§ **EXERCISE MATERIAL**:
┄┄┄┄┄┄┄┄┄┄
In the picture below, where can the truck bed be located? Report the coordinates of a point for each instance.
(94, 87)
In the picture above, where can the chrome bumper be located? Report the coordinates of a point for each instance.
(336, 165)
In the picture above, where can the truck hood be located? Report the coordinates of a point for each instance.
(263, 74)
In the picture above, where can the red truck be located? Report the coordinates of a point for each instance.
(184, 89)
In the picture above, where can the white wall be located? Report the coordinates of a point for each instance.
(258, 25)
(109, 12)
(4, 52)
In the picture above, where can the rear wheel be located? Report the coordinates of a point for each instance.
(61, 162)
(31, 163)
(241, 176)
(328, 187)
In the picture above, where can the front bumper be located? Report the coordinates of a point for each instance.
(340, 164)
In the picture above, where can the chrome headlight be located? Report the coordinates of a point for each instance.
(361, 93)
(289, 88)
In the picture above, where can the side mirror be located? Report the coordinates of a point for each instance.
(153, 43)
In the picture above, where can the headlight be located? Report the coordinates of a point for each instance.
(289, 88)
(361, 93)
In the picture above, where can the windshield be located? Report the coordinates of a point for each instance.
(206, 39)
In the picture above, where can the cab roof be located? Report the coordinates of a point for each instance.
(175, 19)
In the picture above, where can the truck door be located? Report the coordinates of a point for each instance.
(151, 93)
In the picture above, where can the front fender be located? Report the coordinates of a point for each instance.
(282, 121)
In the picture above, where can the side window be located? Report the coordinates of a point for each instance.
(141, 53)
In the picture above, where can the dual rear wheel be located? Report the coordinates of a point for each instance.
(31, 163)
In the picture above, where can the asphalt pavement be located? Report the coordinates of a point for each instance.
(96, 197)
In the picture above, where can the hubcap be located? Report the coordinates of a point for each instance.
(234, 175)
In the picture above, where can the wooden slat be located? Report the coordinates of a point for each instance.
┄┄┄┄┄┄┄┄┄┄
§ **GOAL**:
Turn the entries above into a numbered list, leaving out any blank lines.

§ **FINISHED ANSWER**:
1. In the picture below, where can the truck bed be located? Report the coordinates of a point for each instance.
2. (94, 87)
3. In the picture above, where can the chrome bumper be located? Report the coordinates of a point for each instance.
4. (336, 165)
5. In the picture above, where can the truck hood be located? Report the coordinates of a point for each instance.
6. (263, 74)
7. In the picture above, where can the red truck be located? Report the coordinates of a point for each instance.
8. (184, 89)
9. In the picture above, where can the white wall be located? Report the coordinates of a point for each instance.
10. (258, 25)
11. (109, 12)
12. (4, 52)
13. In the picture above, where can the rear wheel be located? Report the coordinates of a point for each instance.
14. (61, 162)
15. (31, 163)
16. (241, 176)
17. (328, 187)
18. In the picture above, where can the front bumper be located? Report the coordinates of a point for each instance.
19. (340, 164)
20. In the picture above, where can the chrome headlight be located? Report the coordinates of a point for each instance.
21. (361, 93)
22. (289, 88)
23. In the picture above, where can the side mirror be located? Report the coordinates of a point for each instance.
24. (153, 43)
25. In the picture above, where can the headlight be located? Report the coordinates of a point for each instance.
26. (289, 88)
27. (361, 93)
28. In the picture above, where can the windshield be located? Report the coordinates of a point for each instance.
29. (206, 39)
30. In the picture above, where can the cab roof be located? Report the coordinates of a point for each instance.
31. (175, 19)
32. In the picture above, where can the truck door be located? Report the coordinates of a point for each instance.
33. (151, 93)
34. In the picture above, where can the front fender be located? Report the coordinates of a point for each instance.
35. (282, 121)
36. In the picture above, where can the side window be located? Report the coordinates of a point for each instance.
37. (141, 53)
38. In the picture above, where can the dual rear wheel be located? Report the coordinates of a point for each instance.
39. (31, 163)
40. In the picture above, where can the asphalt pavement be located? Report the coordinates of a point for each instance.
41. (96, 197)
42. In the picture above, where can the hubcap be located? Report the coordinates of a point for each instance.
43. (234, 175)
44. In the picture above, where can the wooden slat be located? Report the coordinates of a point for each instance.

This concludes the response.